§ **Direction**
Reproduce the stretch of the records below from their start through the line that contains "139 86 L 137", keeping every character as it stands.

(Region segmentation data)
══════════

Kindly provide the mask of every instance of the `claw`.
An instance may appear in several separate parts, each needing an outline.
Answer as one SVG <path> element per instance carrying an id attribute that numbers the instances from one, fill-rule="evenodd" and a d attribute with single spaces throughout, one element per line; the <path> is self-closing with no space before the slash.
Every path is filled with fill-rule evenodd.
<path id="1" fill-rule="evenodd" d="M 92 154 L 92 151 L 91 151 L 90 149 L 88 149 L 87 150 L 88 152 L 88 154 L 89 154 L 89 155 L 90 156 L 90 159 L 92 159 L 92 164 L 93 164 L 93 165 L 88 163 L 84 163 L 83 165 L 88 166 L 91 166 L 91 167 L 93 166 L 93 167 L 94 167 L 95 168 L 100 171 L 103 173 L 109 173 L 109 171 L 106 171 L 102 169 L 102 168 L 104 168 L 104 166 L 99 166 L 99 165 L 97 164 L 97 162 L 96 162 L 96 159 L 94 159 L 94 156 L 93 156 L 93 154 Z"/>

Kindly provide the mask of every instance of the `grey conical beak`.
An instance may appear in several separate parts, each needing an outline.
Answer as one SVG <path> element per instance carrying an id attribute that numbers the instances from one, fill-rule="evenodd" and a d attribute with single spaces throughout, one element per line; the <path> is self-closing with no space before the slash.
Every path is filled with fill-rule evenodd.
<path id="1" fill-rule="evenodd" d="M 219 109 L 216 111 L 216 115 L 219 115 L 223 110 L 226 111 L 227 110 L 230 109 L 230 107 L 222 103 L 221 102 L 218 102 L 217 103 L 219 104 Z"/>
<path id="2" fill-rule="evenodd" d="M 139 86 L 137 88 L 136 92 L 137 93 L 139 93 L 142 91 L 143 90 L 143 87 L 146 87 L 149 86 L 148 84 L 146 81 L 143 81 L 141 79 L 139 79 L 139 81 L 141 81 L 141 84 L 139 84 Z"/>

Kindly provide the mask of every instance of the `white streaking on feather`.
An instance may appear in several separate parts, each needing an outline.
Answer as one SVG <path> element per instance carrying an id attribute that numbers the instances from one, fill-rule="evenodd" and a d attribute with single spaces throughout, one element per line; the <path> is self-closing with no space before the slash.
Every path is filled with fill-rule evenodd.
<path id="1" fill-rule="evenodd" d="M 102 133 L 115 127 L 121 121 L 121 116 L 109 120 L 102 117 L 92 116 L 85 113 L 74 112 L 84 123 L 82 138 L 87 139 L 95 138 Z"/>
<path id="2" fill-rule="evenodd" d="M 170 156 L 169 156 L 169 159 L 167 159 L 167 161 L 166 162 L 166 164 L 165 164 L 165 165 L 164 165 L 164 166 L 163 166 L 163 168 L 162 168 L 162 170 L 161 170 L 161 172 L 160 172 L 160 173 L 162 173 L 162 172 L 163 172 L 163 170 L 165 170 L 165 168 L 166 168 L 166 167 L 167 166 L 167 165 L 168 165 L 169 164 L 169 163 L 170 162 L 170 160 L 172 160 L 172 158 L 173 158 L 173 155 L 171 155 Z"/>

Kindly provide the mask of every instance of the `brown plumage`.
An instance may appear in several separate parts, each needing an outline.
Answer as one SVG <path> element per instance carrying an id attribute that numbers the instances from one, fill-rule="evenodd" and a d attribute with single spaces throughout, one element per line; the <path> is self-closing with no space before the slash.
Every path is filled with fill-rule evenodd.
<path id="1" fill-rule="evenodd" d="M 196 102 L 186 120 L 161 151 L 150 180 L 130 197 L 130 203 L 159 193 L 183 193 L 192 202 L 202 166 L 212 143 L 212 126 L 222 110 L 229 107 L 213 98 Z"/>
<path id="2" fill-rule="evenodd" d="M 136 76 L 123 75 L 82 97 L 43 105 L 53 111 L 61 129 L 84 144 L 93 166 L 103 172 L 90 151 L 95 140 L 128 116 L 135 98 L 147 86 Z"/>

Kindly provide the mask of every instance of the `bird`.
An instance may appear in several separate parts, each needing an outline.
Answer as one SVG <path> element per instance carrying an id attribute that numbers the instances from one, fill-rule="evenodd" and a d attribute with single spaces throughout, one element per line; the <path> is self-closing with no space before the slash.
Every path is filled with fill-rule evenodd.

══════════

§ **Answer to this problem**
Kindly provide the mask of every instance of the `claw`.
An instance may appear in several separate parts, each needing an outline.
Answer as one SVG <path> element per instance carrying an id attribute that numbers the instances from one, fill-rule="evenodd" and a d attribute with single spaces throughout, one element per line; the <path> is self-closing with no space before the slash.
Every path is filled with fill-rule evenodd.
<path id="1" fill-rule="evenodd" d="M 92 154 L 92 151 L 91 151 L 90 149 L 88 149 L 87 150 L 88 152 L 88 154 L 89 154 L 89 155 L 90 156 L 90 159 L 92 159 L 92 164 L 93 164 L 93 165 L 88 163 L 84 163 L 83 165 L 88 166 L 91 166 L 91 167 L 93 166 L 93 167 L 94 167 L 95 168 L 100 171 L 103 173 L 109 173 L 109 171 L 106 171 L 102 169 L 102 168 L 104 168 L 104 166 L 99 166 L 99 165 L 97 164 L 97 162 L 96 162 L 96 159 L 94 159 L 94 156 L 93 156 L 93 154 Z"/>

Kindly provide the mask of every instance of the `grey conical beak`.
An instance may appear in several separate parts, each needing an outline.
Answer as one SVG <path> element per instance carrying an id attribute that numbers the instances from one, fill-rule="evenodd" and a d attribute with single spaces throughout, one element per line; the <path> is self-closing with no space before the slash.
Every path is filled with fill-rule evenodd.
<path id="1" fill-rule="evenodd" d="M 219 109 L 216 111 L 216 115 L 219 115 L 223 110 L 226 111 L 227 110 L 230 109 L 230 107 L 222 103 L 221 102 L 218 102 L 217 103 L 219 104 Z"/>
<path id="2" fill-rule="evenodd" d="M 139 86 L 137 88 L 136 92 L 137 93 L 139 93 L 142 91 L 143 90 L 143 87 L 146 87 L 149 86 L 148 84 L 146 81 L 143 81 L 141 79 L 139 79 L 139 81 L 141 81 L 141 84 L 139 84 Z"/>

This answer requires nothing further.